● **What to do**:
Report the count of lines below in which the string "loader" occurs; include nothing else.

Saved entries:
= Beginning of Section =

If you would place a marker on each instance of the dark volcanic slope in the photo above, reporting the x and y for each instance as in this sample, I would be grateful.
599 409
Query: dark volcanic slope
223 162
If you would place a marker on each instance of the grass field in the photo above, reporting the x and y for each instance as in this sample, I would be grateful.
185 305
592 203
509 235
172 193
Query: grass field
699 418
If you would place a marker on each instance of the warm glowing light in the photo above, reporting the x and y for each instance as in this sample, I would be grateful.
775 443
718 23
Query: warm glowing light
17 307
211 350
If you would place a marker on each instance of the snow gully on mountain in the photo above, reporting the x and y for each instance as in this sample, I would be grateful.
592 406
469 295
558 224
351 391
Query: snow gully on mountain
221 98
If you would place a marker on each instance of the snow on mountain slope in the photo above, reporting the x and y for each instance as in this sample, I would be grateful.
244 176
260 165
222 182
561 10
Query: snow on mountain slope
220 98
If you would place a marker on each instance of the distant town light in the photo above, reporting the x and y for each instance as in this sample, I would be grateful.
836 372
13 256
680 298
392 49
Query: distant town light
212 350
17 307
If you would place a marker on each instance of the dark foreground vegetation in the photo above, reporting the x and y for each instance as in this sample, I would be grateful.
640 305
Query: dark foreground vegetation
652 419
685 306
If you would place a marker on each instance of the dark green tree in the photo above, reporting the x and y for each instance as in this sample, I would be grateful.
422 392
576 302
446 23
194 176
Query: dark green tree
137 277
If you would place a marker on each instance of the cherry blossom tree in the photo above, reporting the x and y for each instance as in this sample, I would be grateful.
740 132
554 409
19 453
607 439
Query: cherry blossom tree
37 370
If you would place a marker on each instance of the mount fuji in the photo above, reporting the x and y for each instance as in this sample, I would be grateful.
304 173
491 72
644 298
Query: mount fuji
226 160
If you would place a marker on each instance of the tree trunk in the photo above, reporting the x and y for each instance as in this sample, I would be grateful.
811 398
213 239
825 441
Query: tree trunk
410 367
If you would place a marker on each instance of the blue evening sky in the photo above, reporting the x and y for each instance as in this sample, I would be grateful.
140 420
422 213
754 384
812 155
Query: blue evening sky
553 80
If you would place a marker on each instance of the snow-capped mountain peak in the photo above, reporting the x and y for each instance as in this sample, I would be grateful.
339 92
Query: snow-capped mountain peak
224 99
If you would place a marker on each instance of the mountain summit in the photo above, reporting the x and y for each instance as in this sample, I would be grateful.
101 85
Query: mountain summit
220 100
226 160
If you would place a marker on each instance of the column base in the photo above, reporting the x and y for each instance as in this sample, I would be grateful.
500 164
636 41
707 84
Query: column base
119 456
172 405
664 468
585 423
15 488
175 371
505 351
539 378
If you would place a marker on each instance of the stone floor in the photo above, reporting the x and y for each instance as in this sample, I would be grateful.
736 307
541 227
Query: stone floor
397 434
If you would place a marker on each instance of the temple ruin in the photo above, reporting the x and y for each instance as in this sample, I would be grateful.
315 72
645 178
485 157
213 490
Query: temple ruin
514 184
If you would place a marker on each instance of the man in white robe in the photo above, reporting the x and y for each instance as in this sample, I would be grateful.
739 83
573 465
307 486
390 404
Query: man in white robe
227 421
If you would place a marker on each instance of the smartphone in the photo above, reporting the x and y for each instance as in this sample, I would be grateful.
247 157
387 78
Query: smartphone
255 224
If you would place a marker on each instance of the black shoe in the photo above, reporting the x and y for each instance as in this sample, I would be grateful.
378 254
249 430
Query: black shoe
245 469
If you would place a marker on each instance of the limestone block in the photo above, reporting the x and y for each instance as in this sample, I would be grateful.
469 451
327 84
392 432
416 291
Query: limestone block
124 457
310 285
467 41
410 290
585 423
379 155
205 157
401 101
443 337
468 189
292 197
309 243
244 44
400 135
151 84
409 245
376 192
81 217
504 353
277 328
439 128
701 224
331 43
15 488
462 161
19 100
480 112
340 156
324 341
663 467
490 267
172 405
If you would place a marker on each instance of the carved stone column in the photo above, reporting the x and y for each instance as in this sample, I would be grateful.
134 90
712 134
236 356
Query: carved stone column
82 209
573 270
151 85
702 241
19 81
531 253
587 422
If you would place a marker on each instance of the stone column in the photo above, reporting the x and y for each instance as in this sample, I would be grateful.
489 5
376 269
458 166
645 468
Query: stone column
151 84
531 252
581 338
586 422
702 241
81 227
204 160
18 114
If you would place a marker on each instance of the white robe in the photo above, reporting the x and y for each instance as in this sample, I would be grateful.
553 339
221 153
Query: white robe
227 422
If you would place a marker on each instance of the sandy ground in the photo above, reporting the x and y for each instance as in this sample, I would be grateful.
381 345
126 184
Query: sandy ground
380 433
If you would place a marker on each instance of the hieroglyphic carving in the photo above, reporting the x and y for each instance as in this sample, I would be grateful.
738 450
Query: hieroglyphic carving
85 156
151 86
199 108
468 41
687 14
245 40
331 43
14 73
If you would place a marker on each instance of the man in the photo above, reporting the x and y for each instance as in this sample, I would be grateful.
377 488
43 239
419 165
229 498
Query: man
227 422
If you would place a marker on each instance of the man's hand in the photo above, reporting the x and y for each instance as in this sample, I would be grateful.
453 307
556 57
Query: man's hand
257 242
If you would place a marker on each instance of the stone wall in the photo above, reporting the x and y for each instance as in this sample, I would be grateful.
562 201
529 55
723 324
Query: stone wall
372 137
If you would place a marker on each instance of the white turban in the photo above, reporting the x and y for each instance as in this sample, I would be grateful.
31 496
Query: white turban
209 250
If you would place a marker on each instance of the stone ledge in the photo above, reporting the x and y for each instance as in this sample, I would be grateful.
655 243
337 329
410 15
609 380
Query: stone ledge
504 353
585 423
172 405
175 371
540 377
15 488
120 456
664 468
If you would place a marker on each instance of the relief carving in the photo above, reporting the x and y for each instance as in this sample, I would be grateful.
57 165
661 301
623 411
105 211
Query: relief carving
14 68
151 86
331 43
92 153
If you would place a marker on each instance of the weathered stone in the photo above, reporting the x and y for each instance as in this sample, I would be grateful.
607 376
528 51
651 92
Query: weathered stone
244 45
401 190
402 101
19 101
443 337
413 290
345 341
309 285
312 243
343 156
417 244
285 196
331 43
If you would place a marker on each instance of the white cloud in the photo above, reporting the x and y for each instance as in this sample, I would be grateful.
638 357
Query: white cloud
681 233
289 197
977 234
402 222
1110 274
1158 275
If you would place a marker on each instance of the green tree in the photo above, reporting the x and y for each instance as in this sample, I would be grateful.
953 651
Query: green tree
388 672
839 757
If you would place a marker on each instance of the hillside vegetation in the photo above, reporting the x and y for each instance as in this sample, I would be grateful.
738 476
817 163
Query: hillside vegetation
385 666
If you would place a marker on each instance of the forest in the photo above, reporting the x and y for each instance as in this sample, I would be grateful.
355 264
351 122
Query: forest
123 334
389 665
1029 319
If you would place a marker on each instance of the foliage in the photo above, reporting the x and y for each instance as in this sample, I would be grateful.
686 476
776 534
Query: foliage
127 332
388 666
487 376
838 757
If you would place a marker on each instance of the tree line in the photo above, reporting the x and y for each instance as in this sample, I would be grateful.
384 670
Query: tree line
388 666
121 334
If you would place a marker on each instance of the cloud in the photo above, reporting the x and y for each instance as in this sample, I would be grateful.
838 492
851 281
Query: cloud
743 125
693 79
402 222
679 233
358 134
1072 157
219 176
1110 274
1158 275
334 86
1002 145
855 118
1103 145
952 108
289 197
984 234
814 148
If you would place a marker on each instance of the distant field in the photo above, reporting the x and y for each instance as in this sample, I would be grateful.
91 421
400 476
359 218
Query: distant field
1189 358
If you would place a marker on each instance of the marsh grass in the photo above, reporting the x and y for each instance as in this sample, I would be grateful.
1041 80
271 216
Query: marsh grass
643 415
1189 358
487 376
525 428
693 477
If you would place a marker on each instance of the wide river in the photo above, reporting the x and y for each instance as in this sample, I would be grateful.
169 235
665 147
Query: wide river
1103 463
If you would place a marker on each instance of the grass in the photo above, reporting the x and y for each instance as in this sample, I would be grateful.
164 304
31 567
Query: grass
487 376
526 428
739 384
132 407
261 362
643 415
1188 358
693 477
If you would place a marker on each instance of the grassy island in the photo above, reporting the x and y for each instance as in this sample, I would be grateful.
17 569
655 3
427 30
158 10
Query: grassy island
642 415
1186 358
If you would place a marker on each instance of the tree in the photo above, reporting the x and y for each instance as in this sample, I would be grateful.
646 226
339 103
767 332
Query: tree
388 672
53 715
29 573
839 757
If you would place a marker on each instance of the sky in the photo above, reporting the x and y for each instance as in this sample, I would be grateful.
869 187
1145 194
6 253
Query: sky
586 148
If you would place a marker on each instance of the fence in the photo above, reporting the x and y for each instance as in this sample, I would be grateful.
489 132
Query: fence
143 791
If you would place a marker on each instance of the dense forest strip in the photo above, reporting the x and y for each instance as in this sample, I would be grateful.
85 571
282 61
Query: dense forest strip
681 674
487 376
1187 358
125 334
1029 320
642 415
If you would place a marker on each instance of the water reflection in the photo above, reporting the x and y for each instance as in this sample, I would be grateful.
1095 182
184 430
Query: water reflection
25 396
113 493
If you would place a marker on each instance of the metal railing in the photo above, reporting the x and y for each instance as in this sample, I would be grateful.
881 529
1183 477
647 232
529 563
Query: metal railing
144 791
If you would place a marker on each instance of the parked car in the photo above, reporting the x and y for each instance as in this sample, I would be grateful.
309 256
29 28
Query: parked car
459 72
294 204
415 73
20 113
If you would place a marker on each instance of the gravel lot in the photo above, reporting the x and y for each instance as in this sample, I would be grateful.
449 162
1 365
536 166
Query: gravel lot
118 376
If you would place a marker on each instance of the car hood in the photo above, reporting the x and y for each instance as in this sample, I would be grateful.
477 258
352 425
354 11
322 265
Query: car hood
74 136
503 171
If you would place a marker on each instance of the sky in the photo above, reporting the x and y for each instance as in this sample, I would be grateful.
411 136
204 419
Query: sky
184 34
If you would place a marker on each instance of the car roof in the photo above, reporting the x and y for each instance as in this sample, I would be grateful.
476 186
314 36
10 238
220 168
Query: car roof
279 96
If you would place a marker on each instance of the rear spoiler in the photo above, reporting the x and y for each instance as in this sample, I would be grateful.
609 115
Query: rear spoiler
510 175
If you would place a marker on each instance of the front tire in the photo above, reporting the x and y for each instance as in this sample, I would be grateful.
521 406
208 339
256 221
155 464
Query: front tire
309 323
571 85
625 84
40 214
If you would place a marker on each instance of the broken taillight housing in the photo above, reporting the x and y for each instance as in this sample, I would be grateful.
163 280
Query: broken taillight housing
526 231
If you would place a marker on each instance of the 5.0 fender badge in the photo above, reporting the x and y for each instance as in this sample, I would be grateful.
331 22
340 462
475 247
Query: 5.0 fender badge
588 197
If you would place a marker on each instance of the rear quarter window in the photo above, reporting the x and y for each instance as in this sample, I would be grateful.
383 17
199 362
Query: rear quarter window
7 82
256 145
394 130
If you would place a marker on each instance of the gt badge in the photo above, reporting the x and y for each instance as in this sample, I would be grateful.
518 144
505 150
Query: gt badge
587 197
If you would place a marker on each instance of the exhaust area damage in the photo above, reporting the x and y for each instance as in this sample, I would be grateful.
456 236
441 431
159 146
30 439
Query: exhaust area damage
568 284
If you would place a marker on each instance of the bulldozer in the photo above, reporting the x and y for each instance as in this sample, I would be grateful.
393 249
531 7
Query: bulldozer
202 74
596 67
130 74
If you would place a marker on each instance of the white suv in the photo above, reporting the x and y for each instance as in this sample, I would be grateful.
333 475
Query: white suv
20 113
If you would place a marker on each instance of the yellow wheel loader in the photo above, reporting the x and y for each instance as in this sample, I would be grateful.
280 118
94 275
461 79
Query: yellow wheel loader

= End of Section =

● **Task solution**:
2